### Dataset records
=== Section Start ===
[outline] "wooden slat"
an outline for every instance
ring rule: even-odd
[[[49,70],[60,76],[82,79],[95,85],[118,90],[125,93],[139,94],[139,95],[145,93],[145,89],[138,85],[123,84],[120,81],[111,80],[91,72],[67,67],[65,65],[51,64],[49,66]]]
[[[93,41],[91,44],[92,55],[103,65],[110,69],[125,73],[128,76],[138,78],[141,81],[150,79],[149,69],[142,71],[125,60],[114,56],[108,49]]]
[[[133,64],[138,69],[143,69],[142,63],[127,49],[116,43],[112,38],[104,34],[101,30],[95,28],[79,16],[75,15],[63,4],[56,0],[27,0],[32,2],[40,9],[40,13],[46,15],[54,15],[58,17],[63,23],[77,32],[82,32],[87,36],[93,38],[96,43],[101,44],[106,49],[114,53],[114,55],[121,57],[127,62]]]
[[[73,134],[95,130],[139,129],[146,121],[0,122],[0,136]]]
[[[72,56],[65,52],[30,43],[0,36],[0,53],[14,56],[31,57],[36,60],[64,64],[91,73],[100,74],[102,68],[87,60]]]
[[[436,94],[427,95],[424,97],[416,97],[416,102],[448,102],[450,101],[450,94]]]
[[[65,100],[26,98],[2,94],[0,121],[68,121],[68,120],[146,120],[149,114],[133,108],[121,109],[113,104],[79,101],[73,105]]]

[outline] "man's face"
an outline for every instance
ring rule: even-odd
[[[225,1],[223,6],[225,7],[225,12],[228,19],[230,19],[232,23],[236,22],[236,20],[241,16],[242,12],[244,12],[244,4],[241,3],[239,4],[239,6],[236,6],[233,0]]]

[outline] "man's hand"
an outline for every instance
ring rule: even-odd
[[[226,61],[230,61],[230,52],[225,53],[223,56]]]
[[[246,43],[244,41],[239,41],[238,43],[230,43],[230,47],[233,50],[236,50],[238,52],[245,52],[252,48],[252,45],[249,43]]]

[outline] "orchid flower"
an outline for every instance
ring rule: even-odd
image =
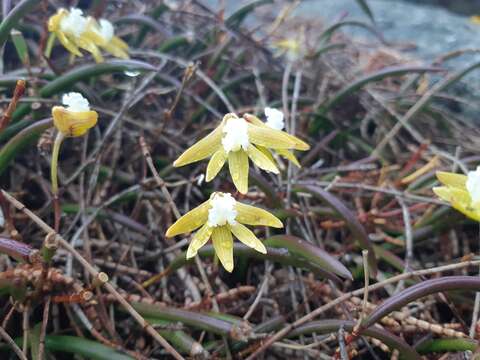
[[[187,250],[187,259],[197,255],[198,250],[212,238],[213,248],[225,270],[233,270],[233,237],[245,245],[266,254],[265,245],[246,225],[263,225],[282,228],[282,222],[268,211],[242,204],[231,194],[215,192],[210,199],[190,210],[167,230],[172,237],[199,229]]]
[[[249,159],[262,170],[278,173],[269,149],[283,153],[288,149],[309,148],[299,138],[268,127],[262,121],[258,123],[251,116],[239,118],[236,114],[229,113],[217,128],[188,148],[173,165],[184,166],[210,157],[206,173],[208,182],[215,178],[228,161],[235,187],[240,193],[246,194]]]

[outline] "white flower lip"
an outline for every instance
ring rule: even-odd
[[[83,95],[78,92],[70,92],[64,94],[62,97],[62,103],[63,105],[67,106],[68,111],[90,111],[90,104],[88,103],[88,100],[85,99]]]
[[[222,138],[222,145],[224,150],[238,151],[240,148],[247,150],[250,145],[248,137],[248,123],[243,118],[230,118],[223,126],[224,136]]]
[[[70,8],[68,15],[60,21],[60,30],[79,37],[87,27],[87,19],[83,16],[83,11],[78,8]]]
[[[271,127],[272,129],[283,130],[285,127],[283,112],[280,110],[266,107],[265,116],[267,117],[267,122],[265,125]]]
[[[235,204],[237,201],[231,194],[216,193],[210,199],[210,209],[208,210],[208,226],[223,226],[227,223],[235,225],[237,222],[237,210]]]
[[[468,172],[465,185],[473,205],[480,205],[480,166],[477,167],[477,170]]]
[[[115,33],[113,29],[113,24],[107,19],[100,19],[98,24],[99,24],[98,32],[100,33],[100,36],[103,37],[105,41],[112,40],[113,35]]]

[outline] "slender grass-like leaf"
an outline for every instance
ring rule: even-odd
[[[28,55],[28,46],[23,34],[20,31],[13,29],[11,37],[20,61],[24,66],[28,66],[30,64],[30,56]]]
[[[37,140],[42,132],[51,126],[53,126],[53,121],[51,119],[40,120],[23,129],[10,139],[10,141],[0,150],[0,174],[5,171],[10,162],[20,151]]]
[[[379,70],[373,74],[367,74],[362,76],[361,78],[352,81],[351,83],[347,84],[344,88],[340,89],[330,100],[327,100],[325,104],[323,104],[319,108],[319,112],[324,113],[327,110],[331,109],[333,106],[337,105],[347,96],[353,94],[357,90],[361,89],[368,83],[383,80],[387,77],[392,76],[403,76],[406,74],[411,73],[425,73],[425,72],[439,72],[444,71],[442,68],[438,67],[431,67],[431,66],[391,66]]]
[[[146,318],[152,326],[155,327],[160,335],[162,335],[170,344],[172,344],[177,351],[186,354],[188,356],[197,357],[201,356],[206,359],[209,357],[208,352],[203,346],[195,341],[190,335],[182,330],[172,330],[169,327],[172,326],[171,321],[161,320],[158,318]]]
[[[415,350],[421,355],[430,353],[475,351],[478,342],[473,339],[430,339],[415,347]]]
[[[346,331],[352,332],[356,324],[355,321],[336,319],[312,321],[294,329],[288,336],[290,338],[295,338],[300,335],[309,335],[313,333],[336,333],[341,326],[343,326]],[[397,349],[400,352],[401,358],[404,360],[420,360],[420,355],[410,345],[383,328],[372,326],[365,329],[363,334],[380,340],[390,349]]]
[[[39,93],[41,97],[48,98],[61,91],[70,89],[77,82],[86,81],[92,77],[133,70],[154,71],[155,67],[138,60],[108,60],[100,64],[82,65],[56,77],[42,87]],[[21,104],[13,113],[12,122],[22,119],[30,111],[30,104]]]
[[[256,0],[253,1],[237,11],[235,11],[230,17],[225,21],[225,25],[228,27],[238,27],[242,24],[245,18],[250,14],[255,8],[273,3],[273,0]]]
[[[375,24],[375,16],[373,16],[373,11],[370,9],[370,6],[368,6],[367,0],[355,0],[360,6],[360,8],[363,10],[363,12],[370,18],[372,23]]]
[[[336,282],[340,281],[340,279],[335,274],[324,270],[316,264],[311,263],[307,259],[290,254],[290,252],[285,248],[275,249],[272,247],[267,247],[267,253],[262,254],[258,251],[253,250],[252,248],[249,248],[246,245],[236,243],[233,245],[233,251],[235,257],[270,260],[282,265],[290,265],[293,267],[304,268],[322,278],[330,279]],[[212,245],[205,245],[198,251],[198,255],[201,257],[213,257],[214,254],[215,251]],[[193,259],[187,260],[186,253],[181,253],[170,263],[169,267],[163,273],[163,275],[169,274],[172,271],[176,271],[190,262],[193,262]]]
[[[338,199],[336,196],[329,193],[328,191],[325,191],[321,187],[306,185],[296,190],[308,192],[313,196],[319,198],[320,200],[326,202],[333,209],[335,209],[335,211],[343,218],[343,220],[345,220],[353,236],[360,243],[360,246],[363,249],[368,250],[368,264],[371,272],[370,275],[372,277],[375,277],[377,273],[377,260],[375,258],[375,252],[373,250],[370,239],[368,238],[368,234],[365,231],[365,228],[362,224],[360,224],[355,214],[350,209],[348,209],[340,199]]]
[[[291,235],[275,235],[265,240],[265,245],[286,248],[292,255],[301,256],[326,271],[353,280],[350,271],[337,259],[312,243]]]
[[[320,35],[320,40],[325,43],[327,41],[330,41],[330,38],[332,37],[333,33],[335,33],[336,30],[344,27],[344,26],[356,26],[356,27],[361,27],[365,30],[368,30],[372,34],[374,34],[382,43],[386,44],[387,42],[383,38],[383,35],[372,25],[367,24],[363,21],[360,20],[343,20],[343,21],[338,21],[332,25],[330,25],[328,28],[326,28],[323,33]]]
[[[379,305],[363,322],[362,328],[368,328],[387,316],[392,311],[399,310],[408,303],[424,296],[442,291],[463,290],[480,291],[480,277],[477,276],[445,276],[426,280],[413,285],[388,298]]]
[[[38,0],[22,0],[5,16],[0,23],[0,47],[7,41],[10,31],[17,26],[18,21],[38,4]]]
[[[204,313],[141,302],[133,302],[132,306],[142,316],[150,319],[181,322],[187,326],[228,336],[235,340],[245,340],[252,333],[252,328],[246,321],[237,324]]]

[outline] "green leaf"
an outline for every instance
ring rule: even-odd
[[[253,1],[237,11],[235,11],[230,17],[225,21],[225,25],[227,27],[239,27],[242,22],[245,20],[245,18],[250,14],[253,10],[255,10],[256,7],[262,6],[265,4],[271,4],[273,3],[273,0],[257,0]]]
[[[30,56],[28,55],[28,46],[23,34],[15,29],[13,29],[10,34],[20,61],[23,65],[28,66],[30,64]]]
[[[266,239],[264,243],[274,248],[286,248],[294,256],[303,257],[326,271],[353,280],[350,271],[340,261],[303,239],[291,235],[275,235]]]
[[[356,215],[349,208],[347,208],[340,199],[319,186],[306,185],[297,188],[295,191],[304,191],[310,193],[320,200],[326,202],[338,213],[338,215],[343,218],[343,220],[345,220],[345,223],[358,240],[361,247],[368,250],[368,263],[371,272],[370,275],[374,278],[377,273],[377,260],[375,258],[375,252],[365,228],[362,224],[360,224]]]
[[[0,47],[10,36],[10,30],[17,26],[18,21],[37,4],[39,4],[38,0],[22,0],[7,14],[0,24]]]
[[[431,339],[417,345],[419,354],[475,351],[478,343],[473,339]]]
[[[373,16],[372,9],[370,9],[370,6],[368,6],[367,0],[355,0],[360,6],[360,8],[363,10],[363,12],[370,18],[372,23],[375,23],[375,17]]]
[[[0,150],[0,174],[5,171],[20,151],[36,141],[40,135],[52,125],[53,121],[51,119],[40,120],[23,129],[10,139]]]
=== Section End ===
When a line of the records holds the word "leaf", copy that line.

[outline] "slender grass-like leaf"
[outline] "green leaf"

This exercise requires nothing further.